- STATED TASK -
Rewrite everything from the line containing "Target = overcast sky" down to the end of the records, with every point coordinate in the answers shifted up by 88. Leave the pictures out.

--- Begin DATA SHOWN ---

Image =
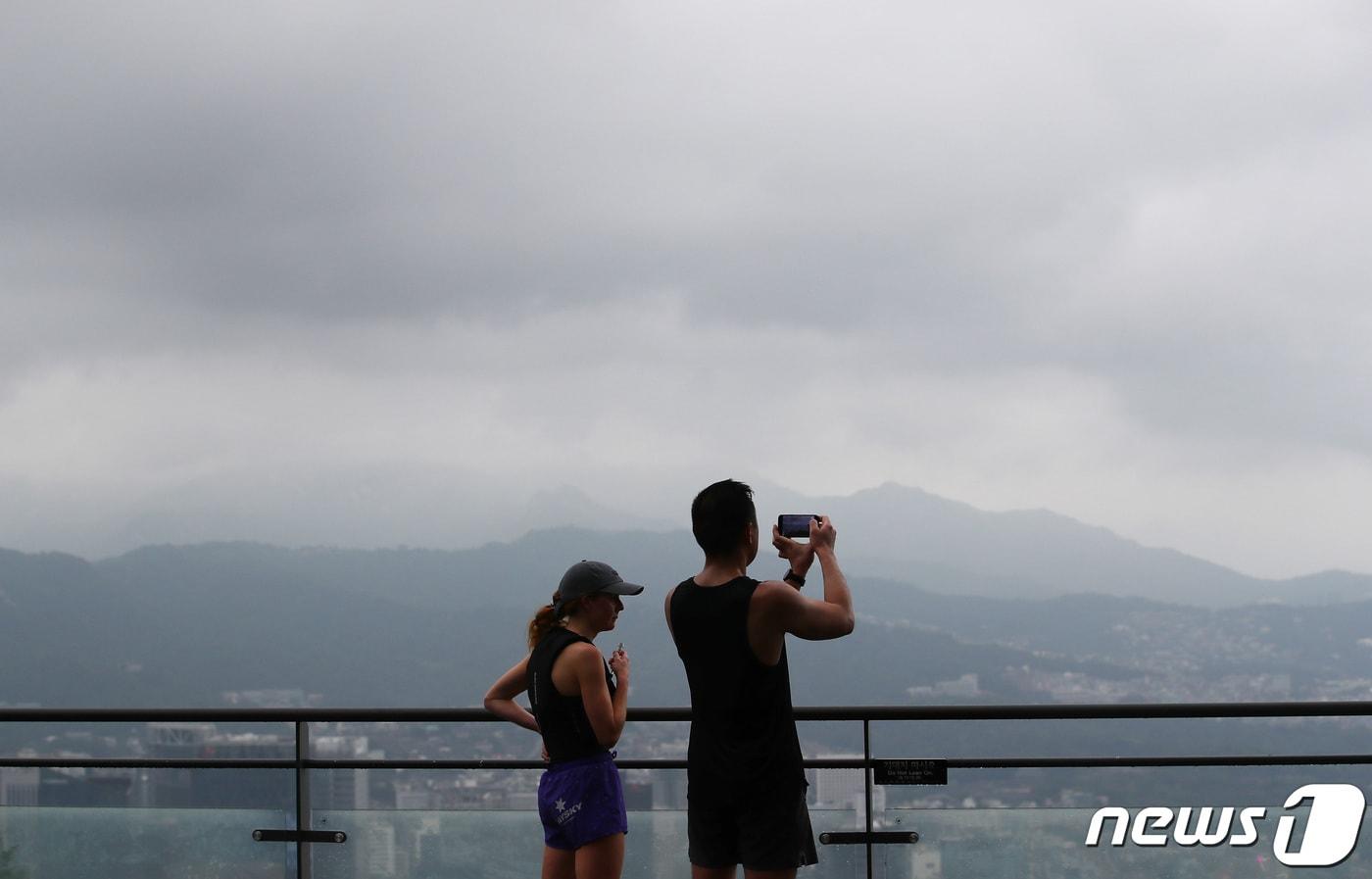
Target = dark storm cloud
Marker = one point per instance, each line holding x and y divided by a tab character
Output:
1148	213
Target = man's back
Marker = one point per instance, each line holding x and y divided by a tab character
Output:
743	741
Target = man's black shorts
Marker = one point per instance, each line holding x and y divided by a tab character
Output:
768	835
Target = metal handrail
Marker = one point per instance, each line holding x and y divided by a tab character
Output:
302	717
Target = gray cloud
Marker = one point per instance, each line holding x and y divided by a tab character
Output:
1150	213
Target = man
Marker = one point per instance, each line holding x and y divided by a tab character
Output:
745	780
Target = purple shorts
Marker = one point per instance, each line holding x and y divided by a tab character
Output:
580	801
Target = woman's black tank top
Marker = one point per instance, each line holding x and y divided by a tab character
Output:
743	734
562	718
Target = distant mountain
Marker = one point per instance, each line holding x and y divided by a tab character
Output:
947	546
182	624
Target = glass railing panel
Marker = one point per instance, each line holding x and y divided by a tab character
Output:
113	842
484	823
1161	737
500	844
1050	844
1038	821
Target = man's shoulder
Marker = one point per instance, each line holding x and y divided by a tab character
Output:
774	593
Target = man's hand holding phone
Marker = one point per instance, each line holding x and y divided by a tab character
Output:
800	556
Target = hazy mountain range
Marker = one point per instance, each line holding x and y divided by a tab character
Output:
943	590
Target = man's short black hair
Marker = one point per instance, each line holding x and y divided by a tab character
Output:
719	514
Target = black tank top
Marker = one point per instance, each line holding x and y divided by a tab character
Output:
562	718
743	734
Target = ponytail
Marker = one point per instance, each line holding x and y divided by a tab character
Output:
549	616
542	621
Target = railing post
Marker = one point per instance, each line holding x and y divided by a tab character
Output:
866	780
302	799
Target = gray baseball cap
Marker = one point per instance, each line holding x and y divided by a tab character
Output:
586	577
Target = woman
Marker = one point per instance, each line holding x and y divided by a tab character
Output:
579	710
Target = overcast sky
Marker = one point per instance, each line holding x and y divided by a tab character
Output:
376	273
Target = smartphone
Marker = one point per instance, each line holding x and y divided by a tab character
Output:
795	524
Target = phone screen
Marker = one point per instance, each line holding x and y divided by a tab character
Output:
795	524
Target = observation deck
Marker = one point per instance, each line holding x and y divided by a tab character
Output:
896	792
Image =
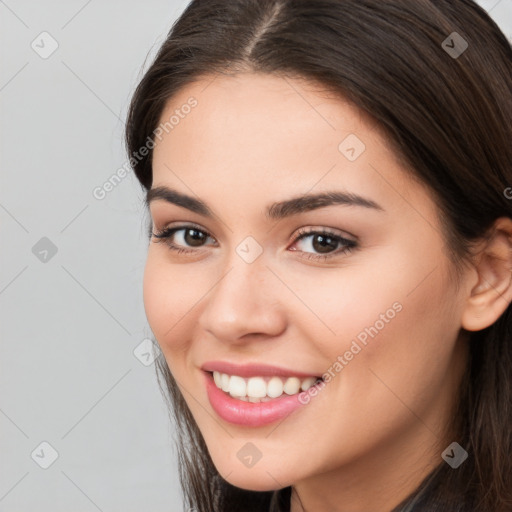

--- End DATA SHOWN ---

- RESULT OF THIS EXERCISE -
Target = overcast sky
Marker = one point per instance, each line holding x and y divided by a tab character
Output:
464	361
Target = smartphone
Marker = one point per instance, each line holding x and y divided by a tab character
Output:
883	612
Target = phone screen
Marker = one point per instance, each line holding x and y divided by a tab character
Output:
883	612
Target = observation deck
Marker = one point per instance, each line holding x and y divided by a tab character
Output:
984	880
Image =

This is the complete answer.